Exercise text Block Start

Consequently, his films tend to be unfailingly intelligent but grim character studies of tormented souls futilely struggling against seemingly predetermined fates, claustrophobic familial bonds and carnal desires so bent, clogged and frustrated that the only release possible is the catharsis of violence. Why producer Jerry Bruckheimer and Universal Pictures considered him the right man to remake Jacques Tourneur’s 1942 creature feature Cat People remains a mystery, but they may have been onto something. Schrader may not be the first guy you turn to for genre exercises, but then again, from a certain angle, all of his films are horror pictures.
If this all sounds a little ridiculous - well, it is. It doesn't help that, having laid out this premise, Cat People violates its own internal logic repeatedly. Nor that the main supporting cast are mostly functional: Ruby Dee’s there to provide a touch of ill-defined gris-gris, Annette O’Toole to bring non-feline sex appeal, and Ed Begley, Jr. to get his arm ripped out of its damn socket.
The leads fare better, especially Kinski, mesmerizingly projecting a kind of feral innocence that overrides the sillier contortions the screenplay forces her into. This hypnotic aspect extends to the visual schema designed by the great Ferdinando Scarfiotti and Giorgio Moroder's pulsing, minimalist electronics, all in service of Schrader, whose ascetic approach and storied lack of levity wind up serving the material well.
The sanguinary sexuality of eroticized horror turns out to be an unusually powerful delivery system for his pet themes. In fact, by the time you reach the film's climax - one of the tensest, most bizarre sex scenes you’re likely to encounter in American cinema - it's hard to escape the notion that Cat People is one of Schrader's most personal films. And that may be the scariest thing about it.
There are few films whose name alone is synonymous with “disaster” quite like Ishtar. Well before its release, rumors and gossip filled the entertainment press casting aspersions on the profligate excesses of the production, infighting among the stars and director, and lack of creative focus from the top down. A lengthy, allegedly contentious editing process and several release-date delays only added fuel to the fire.
And sure enough, once Ishtar finally reached theaters in the spring of 1987, it was gleefully savaged by the critics and died an ignominious death at the box office, effectively destroying the career of its (female) writer-director, though its (male) co-leads - one of whom, as producer, was responsible for getting it off the ground in the first place - somehow escaped the wreckage basically unscathed. Forever after, to speak the name of Ishtar was to invoke a combination punchline/curse, all that is wasteful, blinkered and out-of-touch inside the Hollywood bubble boiled down to two contemptuous syllables.
If, as is fairly likely, your knowledge of Ishtar consists mainly of some combination of the above, uncomplicated by actually having viewed the work in question, allow me to submit a dissenting opinion. No, it’s not a perfect picture. Yes, its reach exceeds its grasp. And yes, for all her comic brilliance, Elaine May never matched the directorial ease of her ex-partner Mike Nichols.
But, at a three-decade remove, it’s hard to make the case that Ishtar is one of “the worst movies ever made.” (In fact, it’s not the even the worst attempt at combining a modernized take on the Hope/Crosby Road pictures with geopolitical satire from the mid-eighties. Track down a copy of Spies Like Us and get back to me.) For all its flaws, Ishtar deserves consideration as one of the smarter and, yes, funnier artifacts of its era.
Warren Beatty and Dustin Hoffman play Lyle Rogers and Chuck Clarke, two middle-aged would-be songwriters as determined as they are untalented. (Most of their brilliantly mediocre repertoire was composed by Paul Williams.) They bumble into a (barely) paying gig in Morocco, but get embroiled almost immediately in a standoff between the CIA-backed government of the (fictitious) titular country (represented by Charles Grodin as an unctuous operative) and a group of leftist insurgents (led by Isabelle Adjani).
The plot is, admittedly, a touch convoluted - a mysterious map, a band of gunrunners and a blind camel all figure into the proceedings somehow - but May’s gift for the cerebrally ridiculous and the central performances carry the day. (Beatty, playing against his public persona as a sexually inexperienced naif, may never have been funnier.) Far from the cinematic catastrophe of legend, Ishtar deserves a clear-eyed viewing to belatedly honor one of the more unique sensibilities to slip, however briefly, through the studio gates.

Exercise text Block End
Dataset records Block Start

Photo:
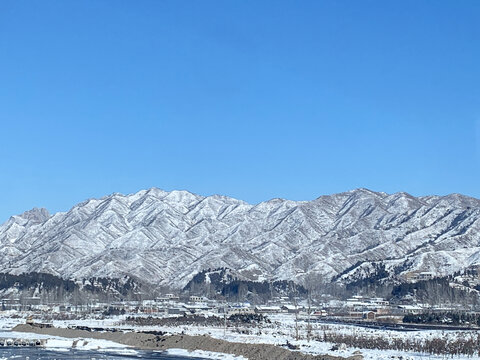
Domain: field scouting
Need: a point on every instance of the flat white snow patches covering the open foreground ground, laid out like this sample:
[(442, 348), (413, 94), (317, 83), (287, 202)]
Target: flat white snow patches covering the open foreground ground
[(281, 330)]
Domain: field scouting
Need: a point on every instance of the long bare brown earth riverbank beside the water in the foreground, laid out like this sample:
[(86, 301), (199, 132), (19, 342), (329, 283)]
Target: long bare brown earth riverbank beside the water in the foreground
[(146, 341)]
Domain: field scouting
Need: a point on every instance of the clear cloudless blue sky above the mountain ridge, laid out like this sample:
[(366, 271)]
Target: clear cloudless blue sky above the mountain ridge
[(251, 99)]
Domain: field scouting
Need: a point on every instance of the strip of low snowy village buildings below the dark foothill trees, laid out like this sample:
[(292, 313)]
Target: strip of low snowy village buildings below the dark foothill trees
[(354, 309)]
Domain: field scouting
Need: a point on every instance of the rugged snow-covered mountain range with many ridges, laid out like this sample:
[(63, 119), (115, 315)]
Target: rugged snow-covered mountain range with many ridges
[(167, 237)]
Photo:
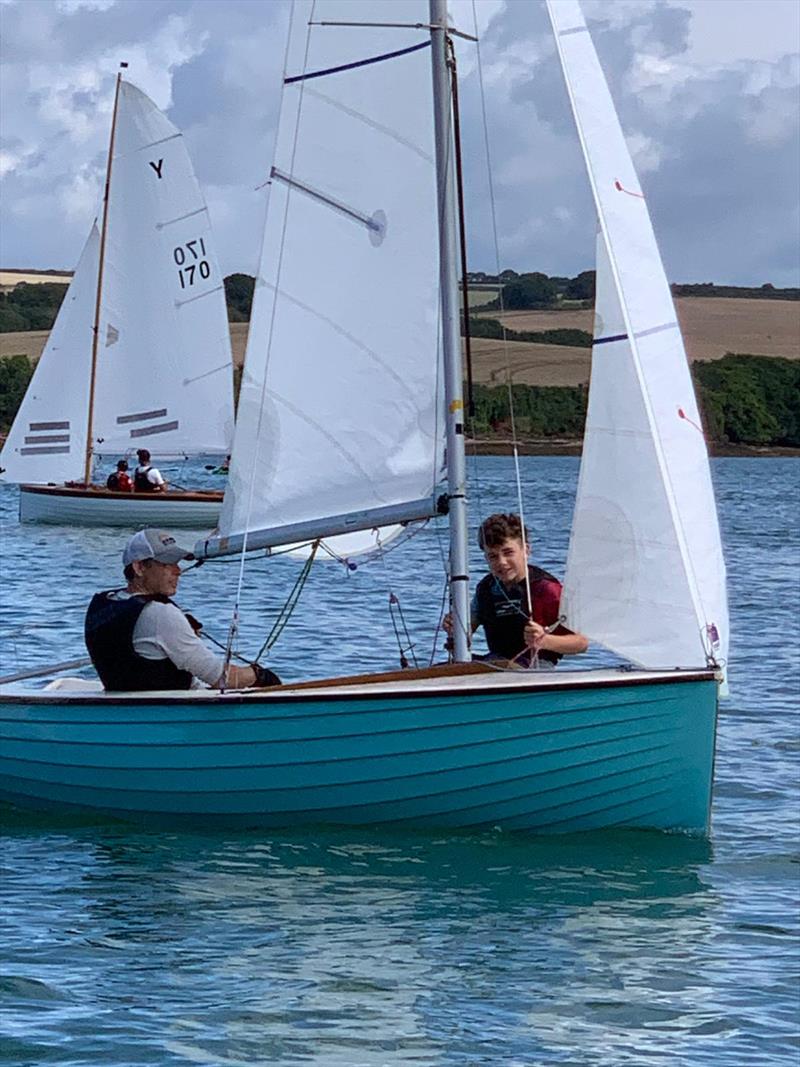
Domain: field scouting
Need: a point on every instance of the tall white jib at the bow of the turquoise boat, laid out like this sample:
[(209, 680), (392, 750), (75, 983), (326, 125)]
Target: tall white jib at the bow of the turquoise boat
[(646, 575)]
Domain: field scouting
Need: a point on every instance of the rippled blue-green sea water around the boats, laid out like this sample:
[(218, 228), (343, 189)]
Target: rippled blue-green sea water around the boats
[(120, 947)]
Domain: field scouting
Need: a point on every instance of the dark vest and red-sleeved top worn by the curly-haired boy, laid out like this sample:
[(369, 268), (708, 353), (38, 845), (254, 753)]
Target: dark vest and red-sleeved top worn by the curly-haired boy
[(504, 613)]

Dataset records Block End

→ **Task 1**
Translate this sentence from the reviews into Spanish: "There are few films whose name alone is synonymous with “disaster” quite like Ishtar."
→ **Task 2**
Answer from the reviews:
(a) In what year was Jacques Tourneur's Cat People released?
(b) In what season and year did Ishtar reach theaters?
(c) Who composed most of the repertoire of the two songwriters in Ishtar?
→ **Task 3**
Copy the stretch of the reviews from "The leads fare" through "thing about it.".
The listing is separate material with no connection to the reviews.

→ **Response 1**
Hay pocas películas cuyo solo nombre sea sinónimo de «desastre» tanto como Ishtar.

→ **Response 2**
(a) 1942
(b) The spring of 1987
(c) Paul Williams

→ **Response 3**
The leads fare better, especially Kinski, mesmerizingly projecting a kind of feral innocence that overrides the sillier contortions the screenplay forces her into. This hypnotic aspect extends to the visual schema designed by the great Ferdinando Scarfiotti and Giorgio Moroder's pulsing, minimalist electronics, all in service of Schrader, whose ascetic approach and storied lack of levity wind up serving the material well.
The sanguinary sexuality of eroticized horror turns out to be an unusually powerful delivery system for his pet themes. In fact, by the time you reach the film's climax - one of the tensest, most bizarre sex scenes you’re likely to encounter in American cinema - it's hard to escape the notion that Cat People is one of Schrader's most personal films. And that may be the scariest thing about it.